▶ _Required work_:
(a) Could you duplicate everything in the forum thread on linking to posts, from "Providing the thread" down to "for post 89.)"?
(b) Which lines of the records contain the string "racket"? Gather each of them, matching case exactly.

▶ _Selected text_:
start
# Alternative post ID



## EStjarn

Hello,

I am involved in preparing the text and format of several posts that will constitue an index thread, using BBCode. For reasons of editing, this work is partly done outside the forum. Some of the posts are supposed to link to some of the others.

Providing the thread ID is known and the post order within the thread is also known, is it possible to create those links in advance, that is, without knowing what post IDs the relevant posts will come to have? Or is it necessary to first create the posts and then add the links?

(I was thinking that perhaps there existed some alternative format for linking to a post, for example, one that used the thread ID + the post's number within the thread, say "#89" for post 89.)


----------



## jann

No, not with BB code.

Your BB code options are [threadid] or [postid].  The former creates a direct link to t=xxxx, while the second creates a direct link to t=xxxx&p=yyyy.  There is no way to link to a certain thread _and then subsequently scroll to a given post_ using BB code without knowing the postid number and using the [postid] tag.  In other words, there is no way to use BB code to append instructions onto the [threadid] tag that will cause the page to scroll to the 3rd (4th, 7th, etc.) post.

However... HTML offers this possibility.  

1. Use the  tag and append #4 to the end of th...ence.com/showthread.php?t=136118#4"]this link to that scrolls to post #4 in the C&S sticky.  You'll notice that the top of the post tends to scroll off the page a bit.  Really, you're just taking advantage of the fact that post #zzz automatically gets hash zzz in the HTML version of the page.  Caveat: I haven't tested, so I'm not sure what happens for people who have specified reverse order "linear - newest first" in their thread display options.  

2. Use the [id] tag to create custom hashes within posts. Then create links that scroll to those hash locations using method 1, but replace #4 with #abc where "abc" is whatever text you chose for your custom hash.  I think (?) you're limited to six alphanumeric characters without spaces.  Don't assign the same [id] more than once in a given thread.

We have used the [id] tag in the sticky of the French-English Vocabulary forum.  For example, http://forum.wordreference.com/showthread.php?t=556495#e creates this link that scrolls to the paragraph entitled "Thread titles".  That's because we tagged the words "Thread titles" with hash #e, like this: [id=e]Thread titles[/id].  You'll notice that if you hover your mouse over the orange paragraph titles in that sticky post, most of them get a little alternate text message box that pops up showing you the hash identifier.

Hope it helps...


----------



## CapnPrep

Good to know! The problem with the post numbers is that they are not stable. If a message gets deleted from the middle of a discussion for whatever reason, all the following numbers change. Would it by any chance be possible to make it so that deleted messages still occupied a place in the sequence? So that when people write things like "As so-and-so said in #63 above", we can be sure that the #63 they are referring to is still the current #63?


----------



## EStjarn

Thank you, jann! That should do the trick.


----------



## jann

CapnPrep said:


> Good to know! The problem with the post numbers is that they are not stable.


 It is quite troublesome, isn't it?  I notice it most when we end up merging old threads on the same topic, which can have the effect of "inserting" posts early in the discussion, thus increasing the post numbers of all later messages.  I'm afraid that allowing deleted posts to retain their numbering wouldn't help in merge situations.
end
▶ _Provided records_:
start
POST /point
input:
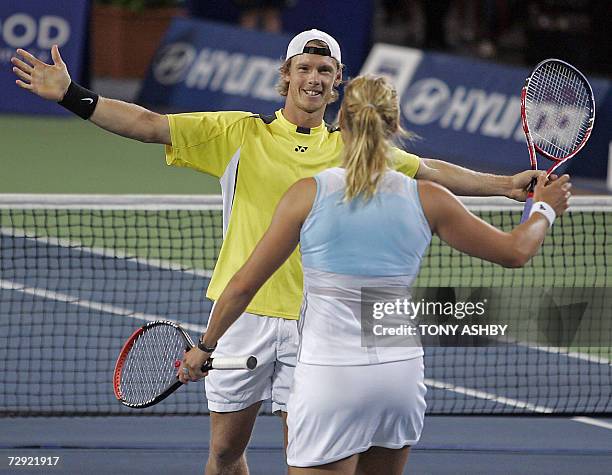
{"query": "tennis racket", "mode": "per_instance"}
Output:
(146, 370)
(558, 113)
end
start
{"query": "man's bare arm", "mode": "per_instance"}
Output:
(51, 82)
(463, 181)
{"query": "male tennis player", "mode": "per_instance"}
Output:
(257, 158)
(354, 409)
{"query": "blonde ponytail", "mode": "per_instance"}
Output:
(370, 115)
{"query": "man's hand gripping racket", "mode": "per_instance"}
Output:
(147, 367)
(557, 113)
end
▶ _The solutions_:
(a)
Providing the thread ID is known and the post order within the thread is also known, is it possible to create those links in advance, that is, without knowing what post IDs the relevant posts will come to have? Or is it necessary to first create the posts and then add the links?

(I was thinking that perhaps there existed some alternative format for linking to a post, for example, one that used the thread ID + the post's number within the thread, say "#89" for post 89.)

(b)
{"query": "tennis racket", "mode": "per_instance"}
{"query": "man's hand gripping racket", "mode": "per_instance"}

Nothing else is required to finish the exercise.